# Required actions:
1 – Which actions does the article on law firm content audits say a completed audit lets you take with your website content?
2 – Pick up the article on law firm content audits after its last sentence and continue it.

# Selection:
-*-

Content is the foundation of your search engine optimization (SEO) strategy.
You likely already know it. You’ve likely already read it in a thousand articles like this one.
But that’s because it’s so important. If the foundation of your house is cracked or misaligned, it’s going to compromise the structural integrity of your house. And if the foundation of your content strategy is similarly damaged or misaligned, you can’t expect to see meaningful SEO results.
But how do you gauge the health of your content strategy?
To gauge the health of your house’s foundation, you’ll need to spend a few hours taking a close look at your walls, floors, ceilings, and exterior to identify signs of cracks, warping, or bending.
To gauge the health of your SEO strategy’s foundation, you’ll need to conduct a content audit for your law firm.
Okay. What the hell does that mean?
What Is a Content Audit?
What exactly is a content audit for a law firm?
Put simply, it’s an exercise designed to help you closely examine the quality and purpose of all the content on your website. By the end of the audit, you should have a much better idea about what content you have, how good that content is, how it’s performing, and how it aligns with your business goals.
With this information, you can take action.
That means removing old, poor quality, and misaligned pieces of content from your website. It means enhancing or realigning pieces of content that, while good, aren’t reaching their true potential. It means promoting your best content. And it means generating better ideas for developing content in the future.

-*-

# Supplied information:

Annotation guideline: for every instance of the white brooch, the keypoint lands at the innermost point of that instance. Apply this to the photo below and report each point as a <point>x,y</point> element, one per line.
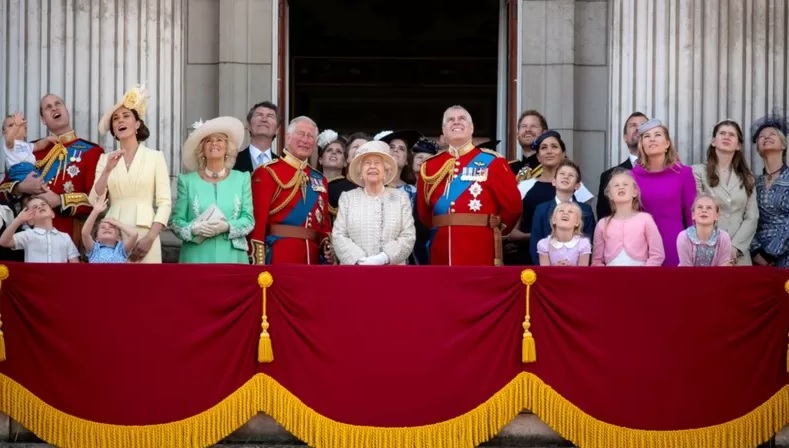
<point>72,170</point>
<point>475,189</point>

-*-

# Task-by-task results:
1 –
- Removing old, poor-quality, and misaligned pieces of content from your website.
- Enhancing or realigning pieces of content that are good but aren't reaching their true potential.
- Promoting your best content.
- Generating better ideas for developing content in the future.

2 –
Think of it like a home inspection. In a home inspection, your goal is to find anything and everything wrong with the house so you can have it fixed or addressed.
Good inspectors always find something wrong, because no house is perfect. So no matter how good you feel about your SEO and content strategy, expect your content audit to find at least a few things you can improve.
Why Should Your Law Firm Conduct a Content Audit?
Why should your law firm spend time, money, and effort on a content audit?
Don’t you have better things to do?
Content audits give you a path to use objective evidence to:
- Analyze content performance. How is your content performing? The best content on your website should rank highly in search engines, engage with users in meaningful ways, attract many backlinks and lots of traffic, and ultimately capture more conversions. The worst content on your website may have no meaningful traffic or links whatsoever.
- Identify weak points and potential harm. Content isn’t always a good thing. Low-effort or misaligned content can harm your authority, ultimately serving as a detriment to your SEO strategy. It can also distract or interfere with your desired customer journey.
- Generate new ideas. In the course of learning how your best and worst posts are performing, and studying more about the average customer journey, you’ll have a platform for generating new and better ideas.
- Realign content strategy with business goals. Content audits give you an opportunity to tighten up your content strategy, ultimately realigning your content with your business goals. Irrelevant content or content that deviates from your main goals can be eliminated or improved once identified.
It’s a data-driven strategy that takes the guesswork out of content development and SEO. If you use the data you find intelligently, and make a genuine effort to improve results, you should see:
- Higher search engine rankings. Your improved content should rise in search engine rankings, and your worst content should no longer drag you down.
- More traffic. Higher search engine rankings and better promotional effort leads to more traffic.
- More links. Better content and better distribution leads to more links.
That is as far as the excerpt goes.